▶ _EXERCISE_
Put the lines of the rows below into a JSON list of strings, one string per line and no blank lines, starting at the line with "of the asphalt" and running through the final line of the rows, both ends included.

★ ★ ★

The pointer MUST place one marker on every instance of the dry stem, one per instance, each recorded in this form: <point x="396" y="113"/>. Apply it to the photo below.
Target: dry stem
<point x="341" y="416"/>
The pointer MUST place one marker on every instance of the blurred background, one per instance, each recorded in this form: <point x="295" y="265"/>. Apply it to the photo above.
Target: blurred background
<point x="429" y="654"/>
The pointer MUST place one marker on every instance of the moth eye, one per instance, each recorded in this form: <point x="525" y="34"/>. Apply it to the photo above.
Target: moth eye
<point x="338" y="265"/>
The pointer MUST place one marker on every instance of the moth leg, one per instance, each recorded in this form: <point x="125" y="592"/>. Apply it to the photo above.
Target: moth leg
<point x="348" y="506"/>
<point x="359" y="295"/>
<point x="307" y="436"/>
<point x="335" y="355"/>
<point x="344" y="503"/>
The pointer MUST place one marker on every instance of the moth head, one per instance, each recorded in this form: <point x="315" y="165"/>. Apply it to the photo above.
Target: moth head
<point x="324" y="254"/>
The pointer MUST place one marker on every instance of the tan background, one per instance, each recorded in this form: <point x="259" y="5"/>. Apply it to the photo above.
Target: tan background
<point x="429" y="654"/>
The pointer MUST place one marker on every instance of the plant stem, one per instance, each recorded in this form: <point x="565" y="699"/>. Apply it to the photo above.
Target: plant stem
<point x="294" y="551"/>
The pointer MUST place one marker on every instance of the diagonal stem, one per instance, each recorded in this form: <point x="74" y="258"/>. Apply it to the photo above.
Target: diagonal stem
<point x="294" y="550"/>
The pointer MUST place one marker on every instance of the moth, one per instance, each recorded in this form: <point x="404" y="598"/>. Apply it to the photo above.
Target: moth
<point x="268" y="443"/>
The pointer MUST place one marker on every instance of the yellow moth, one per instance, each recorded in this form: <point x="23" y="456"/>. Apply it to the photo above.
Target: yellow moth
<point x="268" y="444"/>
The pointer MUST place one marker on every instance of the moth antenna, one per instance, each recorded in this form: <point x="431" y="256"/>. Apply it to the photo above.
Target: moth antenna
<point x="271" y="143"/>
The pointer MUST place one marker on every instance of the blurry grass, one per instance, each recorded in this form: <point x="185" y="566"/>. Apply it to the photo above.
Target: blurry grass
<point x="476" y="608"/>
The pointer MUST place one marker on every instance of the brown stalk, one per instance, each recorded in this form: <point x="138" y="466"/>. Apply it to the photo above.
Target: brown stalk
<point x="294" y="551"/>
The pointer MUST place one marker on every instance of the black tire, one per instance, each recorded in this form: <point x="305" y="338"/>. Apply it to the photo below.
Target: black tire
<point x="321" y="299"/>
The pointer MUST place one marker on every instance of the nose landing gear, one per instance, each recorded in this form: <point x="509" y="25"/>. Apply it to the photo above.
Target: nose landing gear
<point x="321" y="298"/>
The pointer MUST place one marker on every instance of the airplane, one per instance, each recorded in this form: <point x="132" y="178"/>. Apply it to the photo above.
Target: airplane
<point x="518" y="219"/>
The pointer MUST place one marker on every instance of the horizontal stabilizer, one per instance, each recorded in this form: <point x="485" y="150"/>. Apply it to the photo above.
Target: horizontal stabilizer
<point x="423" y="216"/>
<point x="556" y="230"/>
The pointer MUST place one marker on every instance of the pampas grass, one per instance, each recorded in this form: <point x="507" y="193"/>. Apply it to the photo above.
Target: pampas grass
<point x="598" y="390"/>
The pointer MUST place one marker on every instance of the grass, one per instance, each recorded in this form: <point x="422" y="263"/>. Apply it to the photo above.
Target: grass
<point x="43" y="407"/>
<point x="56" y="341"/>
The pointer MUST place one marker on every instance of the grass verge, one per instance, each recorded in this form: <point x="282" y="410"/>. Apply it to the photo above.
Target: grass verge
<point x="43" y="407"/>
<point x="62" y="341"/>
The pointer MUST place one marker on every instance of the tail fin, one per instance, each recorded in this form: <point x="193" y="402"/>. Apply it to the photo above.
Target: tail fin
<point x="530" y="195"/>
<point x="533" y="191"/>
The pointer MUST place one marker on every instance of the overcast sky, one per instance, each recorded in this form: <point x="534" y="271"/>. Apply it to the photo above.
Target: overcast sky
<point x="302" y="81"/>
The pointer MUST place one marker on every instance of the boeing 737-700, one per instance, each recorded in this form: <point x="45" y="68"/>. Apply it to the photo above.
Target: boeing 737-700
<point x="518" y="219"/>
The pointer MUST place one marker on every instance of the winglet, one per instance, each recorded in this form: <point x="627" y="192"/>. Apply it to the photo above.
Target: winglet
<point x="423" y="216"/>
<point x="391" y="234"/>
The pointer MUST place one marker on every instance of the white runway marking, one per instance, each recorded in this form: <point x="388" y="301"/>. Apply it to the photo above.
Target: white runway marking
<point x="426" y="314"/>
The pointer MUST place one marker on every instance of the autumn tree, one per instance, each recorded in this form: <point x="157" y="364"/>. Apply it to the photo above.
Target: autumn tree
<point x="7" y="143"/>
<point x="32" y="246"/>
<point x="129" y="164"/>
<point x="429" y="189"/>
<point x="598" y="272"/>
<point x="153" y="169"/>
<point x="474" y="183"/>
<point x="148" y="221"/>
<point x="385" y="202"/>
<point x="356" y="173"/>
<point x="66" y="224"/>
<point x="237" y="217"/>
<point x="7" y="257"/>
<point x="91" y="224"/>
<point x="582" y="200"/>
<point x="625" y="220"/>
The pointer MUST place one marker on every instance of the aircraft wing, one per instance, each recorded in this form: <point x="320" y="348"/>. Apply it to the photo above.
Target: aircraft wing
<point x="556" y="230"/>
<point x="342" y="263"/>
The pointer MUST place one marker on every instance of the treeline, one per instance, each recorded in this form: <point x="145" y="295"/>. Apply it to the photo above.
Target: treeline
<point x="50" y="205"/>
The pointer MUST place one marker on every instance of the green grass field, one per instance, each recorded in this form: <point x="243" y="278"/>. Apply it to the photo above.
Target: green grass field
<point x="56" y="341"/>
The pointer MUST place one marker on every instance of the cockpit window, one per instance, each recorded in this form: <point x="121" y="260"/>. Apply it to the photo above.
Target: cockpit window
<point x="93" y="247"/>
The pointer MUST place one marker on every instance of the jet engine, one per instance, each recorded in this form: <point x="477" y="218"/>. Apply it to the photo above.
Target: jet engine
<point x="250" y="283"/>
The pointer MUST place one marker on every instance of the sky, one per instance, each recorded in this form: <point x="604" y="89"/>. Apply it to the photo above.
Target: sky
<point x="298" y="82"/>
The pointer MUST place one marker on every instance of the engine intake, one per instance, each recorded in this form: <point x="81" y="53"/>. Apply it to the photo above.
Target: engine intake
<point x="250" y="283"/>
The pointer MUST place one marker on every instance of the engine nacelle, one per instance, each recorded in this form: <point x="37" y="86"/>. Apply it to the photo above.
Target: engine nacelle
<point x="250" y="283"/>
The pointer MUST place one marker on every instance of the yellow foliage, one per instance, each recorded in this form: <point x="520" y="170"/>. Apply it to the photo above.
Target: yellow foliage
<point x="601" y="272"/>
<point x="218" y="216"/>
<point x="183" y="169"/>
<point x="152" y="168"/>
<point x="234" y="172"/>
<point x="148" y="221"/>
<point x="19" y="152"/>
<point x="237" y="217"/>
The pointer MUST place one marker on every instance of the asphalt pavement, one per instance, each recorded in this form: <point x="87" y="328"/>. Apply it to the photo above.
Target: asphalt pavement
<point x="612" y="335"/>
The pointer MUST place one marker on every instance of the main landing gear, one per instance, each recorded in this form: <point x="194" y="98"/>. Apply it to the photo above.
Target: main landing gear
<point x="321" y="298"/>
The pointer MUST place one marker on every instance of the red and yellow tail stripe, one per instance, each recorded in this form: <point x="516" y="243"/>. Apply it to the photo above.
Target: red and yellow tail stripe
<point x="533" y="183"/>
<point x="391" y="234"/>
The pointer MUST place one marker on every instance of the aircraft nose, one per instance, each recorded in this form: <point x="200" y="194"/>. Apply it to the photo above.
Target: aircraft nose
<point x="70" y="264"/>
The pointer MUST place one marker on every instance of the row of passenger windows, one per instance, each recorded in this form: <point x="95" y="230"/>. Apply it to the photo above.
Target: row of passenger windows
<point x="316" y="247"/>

★ ★ ★

▶ _ANSWER_
[
  "The pointer MUST place one marker on every instance of the asphalt pavement, one per instance, each recorded in this form: <point x=\"87\" y=\"328\"/>. Apply it to the photo above.",
  "Target: asphalt pavement",
  "<point x=\"612\" y=\"335\"/>",
  "The pointer MUST place one marker on every instance of the main landing gear, one per instance, each recorded in this form: <point x=\"194\" y=\"98\"/>. Apply it to the photo above.",
  "Target: main landing gear",
  "<point x=\"321\" y=\"298\"/>",
  "The pointer MUST place one marker on every instance of the red and yellow tail stripe, one per instance, each recorded in this form: <point x=\"516\" y=\"243\"/>. Apply it to the photo above.",
  "Target: red and yellow tail stripe",
  "<point x=\"533\" y=\"183\"/>",
  "<point x=\"391\" y=\"234\"/>",
  "The pointer MUST place one marker on every instance of the aircraft nose, one per instance, each recorded in this form: <point x=\"200\" y=\"194\"/>. Apply it to the photo above.",
  "Target: aircraft nose",
  "<point x=\"70\" y=\"264\"/>",
  "The pointer MUST place one marker on every instance of the row of passenger windows, one per instance, each recorded in this form: <point x=\"95\" y=\"230\"/>. Apply it to the photo above.",
  "Target: row of passenger windows",
  "<point x=\"316\" y=\"247\"/>"
]